>> Start Text extract
These changes significantly affect UK-based: individuals who provide their services through a PSC; recruitment agencies and other intermediaries that supply staff through PSCs; and the large and medium-sized companies outside the public sector that engage them (known as end-clients).

The remainder of this article covers the specifics of IR35 private sector provisions and the steps your business should take to comply.

Small business exemption

The smallest 1.5 million UK businesses are exempt from the provisions if they meet two or more of the following criteria:

  • No more than 50 employees
  • Annual turnover of no more than £10.2 million
  • Balance sheet total is no more than £5.1 million

Where the end-client qualifies as a small business, the responsibility for determining the IR35 status of a contract remains with the private service company. (There is no small business exemption for public sector organisations.)

Additionally, HMRC has included clauses in the legislation to prevent off-payroll workers from being routed to small associated companies and subsidiaries connected to a large end-user.

IR35 status determination statement

The end-client must confirm the IR35 status of a contractor who operates via a PSC by providing a status determination statement (SDS). The SDS must be provided in writing to both the contractor and the party responsible for paying the private service company.

IR35 status dispute resolution process

According to the private sector provisions, if a PSC does not agree with an IR35 status decision, it may dispute the decision. In the event of a dispute, the end-client must review the decision and provide a reasoned response within 45 days.
>> End Text extract
● Goals
• 1. Set down the passage of the IR35 text between "The smallest 1.5" and "a large end-user.", inclusive, word for word.
• 2. Resume the IR35 text from its last sentence and keep writing it.
>> Start Dataset content
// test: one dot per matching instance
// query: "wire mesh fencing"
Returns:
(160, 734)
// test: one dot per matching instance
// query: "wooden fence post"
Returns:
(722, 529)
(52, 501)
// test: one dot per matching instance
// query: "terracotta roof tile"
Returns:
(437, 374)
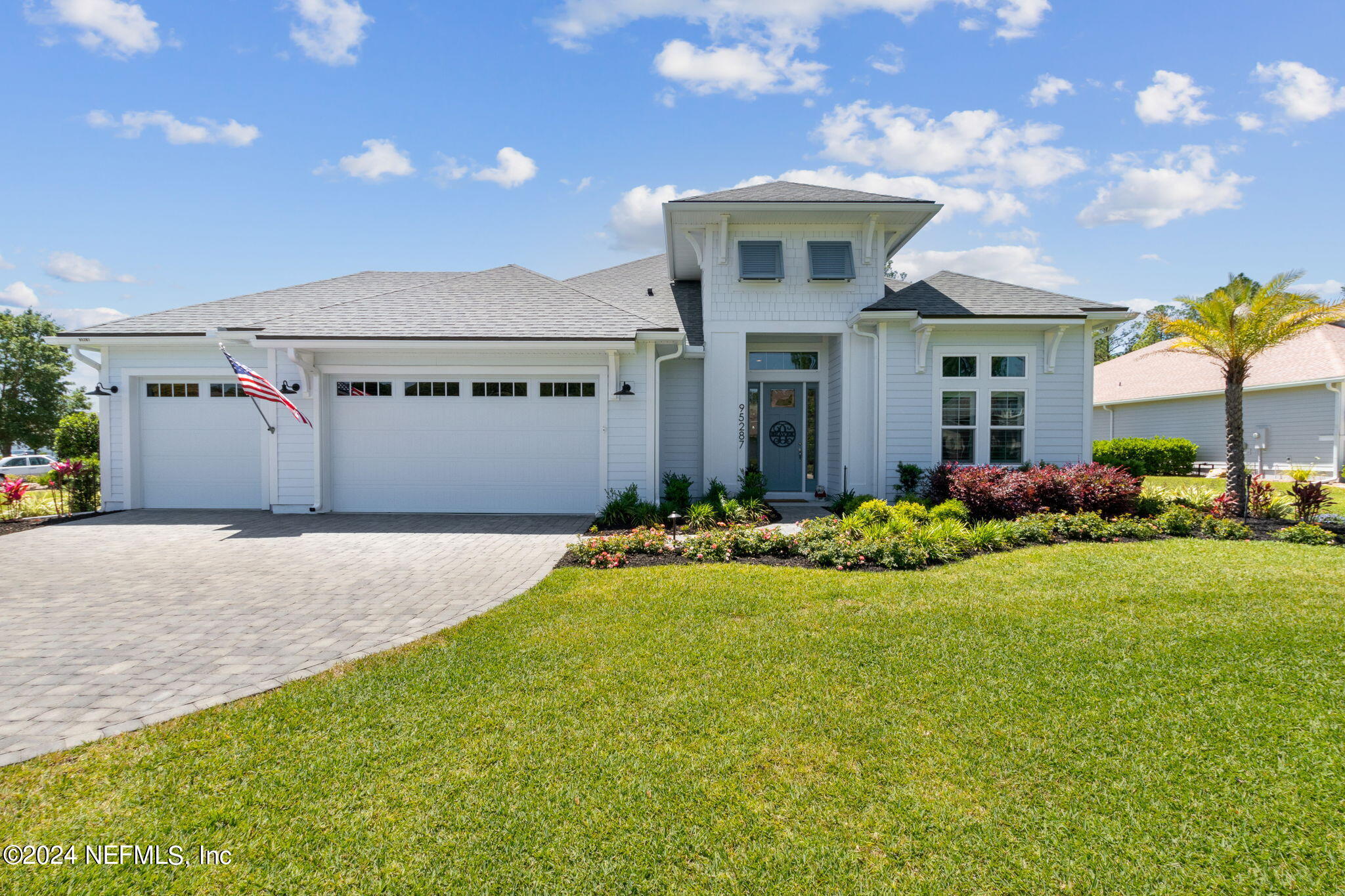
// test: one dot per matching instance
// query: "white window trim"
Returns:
(984, 385)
>> End Dataset content
● Results in order
• 1.
The smallest 1.5 million UK businesses are exempt from the provisions if they meet two or more of the following criteria:

  • No more than 50 employees
  • Annual turnover of no more than £10.2 million
  • Balance sheet total is no more than £5.1 million

Where the end-client qualifies as a small business, the responsibility for determining the IR35 status of a contract remains with the private service company. (There is no small business exemption for public sector organisations.)

Additionally, HMRC has included clauses in the legislation to prevent off-payroll workers from being routed to small associated companies and subsidiaries connected to a large end-user.

• 2.
Transfer of employment tax liabilities

The legislation is designed to ensure that the end-client, or the fee-payer if an agency is involved, is responsible for any employment tax liabilities. The new rules allow HMRC to recover tax liabilities from another “relevant person” if the fee payer fails to pay taxes due under IR35. A relevant person is any party involved in the payment to a private service company.

5 percent administration allowance

A 5 percent allowance is available to private service companies to reflect the cost of administering the off-payroll working rules. Because responsibility has shifted from the PSC to the end-client, this allowance has been removed for medium and large organisations, but will continue to be available for small businesses that qualify for exemption.

Consequences of non-compliance

Effective 6 April 2022 — the end of the HMRC’s grace period — medium and large businesses that fail to take reasonable care in determining the employment status of their contractors (who operate via their own personal service companies) face the prospect of fines ranging from 30 to 100 percent of unpaid PAYE and NICs. This is an addition to the unpaid tax itself.

HMRC is pursuing non-compliance under the IR35 regime. As recently as December 2021, it issued an eye-watering tax bill of £72 million to the Ministry of Justice for its purported breaches of the public sector IR35 rules. This comes after similar multi-million-pound bills were issued in 2021 to the Home Office, DEFRA, DWP and HM Courts & Tribunal Service.

Businesses operating in the UK should also keep in mind that, since the private sector IR35 rules were changed on 6 April 2021, HMRC are no longer focusing on individual contractors and their personal service companies. Instead, as in the public sector, the medium to large entities engaging these contractors have been made legally responsible for determining their employment status and will be the subject of HMRC’s scrutiny. In the wake of the HMRC grace period, it’s increasingly crucial that private sector businesses take steps to mitigate their tax risks and protect against penalties.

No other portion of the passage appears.